Aim of the task →
Reproduce the passage of the RISC-V PMU driver message below word for word, starting with "On 3/18/24 15:18, Atish" and going on through "from the event.".

Text excerpt →
All the mail mirrored from lore.kernel.org
 help / color / mirror / Atom feed
From: Atish Patra <atishp@rivosinc.com>
To: 雷博涵 <garthlei@pku.edu.cn>, "Atish Patra" <atishp@atishpatra.org>
Cc: linux-riscv@lists.infradead.org
Subject: Re: RISC-V PMU driver issue
Date: Fri, 26 Apr 2024 17:07:07 -0700	[thread overview]
Message-ID: <03af8c62-affa-4ef0-b3a8-ce3d0aca432b@rivosinc.com> (raw)
In-Reply-To: <03e5da66-d2ee-482c-9fdd-333f18ca90a1@rivosinc.com>

On 3/18/24 15:18, Atish Patra wrote:
> On 3/12/24 21:29, 雷博涵 wrote:
>> Sorry for the duplicated message. The last one was an HTML e-mail so I 
>> resend this.
>>
>>> 2024年3月13日 08:02,Atish Patra <atishp@atishpatra.org> 写道:
>>>
>>> On Tue, Feb 27, 2024 at 7:49 PM 雷博涵 <garthlei@pku.edu.cn> wrote:
>>>>
>>>> Hi all,
>>>>
>>>> I am having problems with the RISC-V PMU driver. The overflow 
>>>> handler of my custom perf event kernel counter seems to read an 
>>>> incorrect value from the event.
>>>
>>> If I understand you correctly, you have a custom kernel counter for
>>> the perf event ? Can you explain the use case for that ?
>>
>> Actually it was the perf-event backend of an open-source tool called 
>> PMCTrack (https://github.com/jcsaezal/pmctrack), which I was trying to 
>> port to RISC-V. It creates a kernel counter using 
>> `perf_event_create_kernel_counter`, registering an overflow handler. 
>> The registered overflow handler calls `perf_event_read_value` to read 
>> the counter value.
>>
> 
> Thanks. It makes sense now.
> 
>>>
>>>> It seems that the issue lies in the function 
>>>> `riscv_pmu_event_set_period`, which sets `prev_count` to a new value 
>>>> but does not modify the underlying hardware counter. When 
>>>> `perf_event_read_value` gets called later in the user-defined 
>>>> overflow handler, `riscv_pmu_event_update` will update the `count` 
>>>> field again based on the unmodified hardware counter value and the 
>>>> modified `prev_count` field, which causes an incorrect reading.

Dataset extract →
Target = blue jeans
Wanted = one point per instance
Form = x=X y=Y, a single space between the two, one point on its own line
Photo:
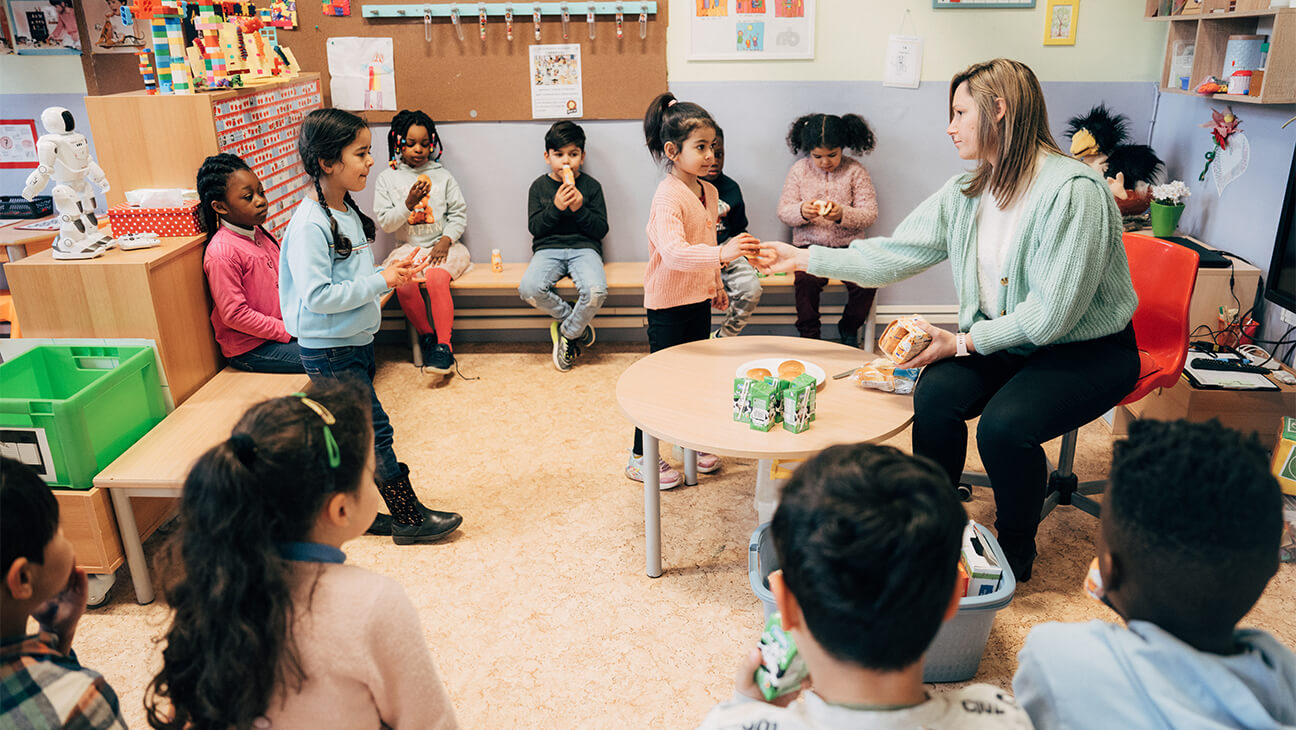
x=585 y=267
x=355 y=366
x=270 y=357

Result →
On 3/18/24 15:18, Atish Patra wrote:
> On 3/12/24 21:29, 雷博涵 wrote:
>> Sorry for the duplicated message. The last one was an HTML e-mail so I 
>> resend this.
>>
>>> 2024年3月13日 08:02,Atish Patra <atishp@atishpatra.org> 写道:
>>>
>>> On Tue, Feb 27, 2024 at 7:49 PM 雷博涵 <garthlei@pku.edu.cn> wrote:
>>>>
>>>> Hi all,
>>>>
>>>> I am having problems with the RISC-V PMU driver. The overflow 
>>>> handler of my custom perf event kernel counter seems to read an 
>>>> incorrect value from the event.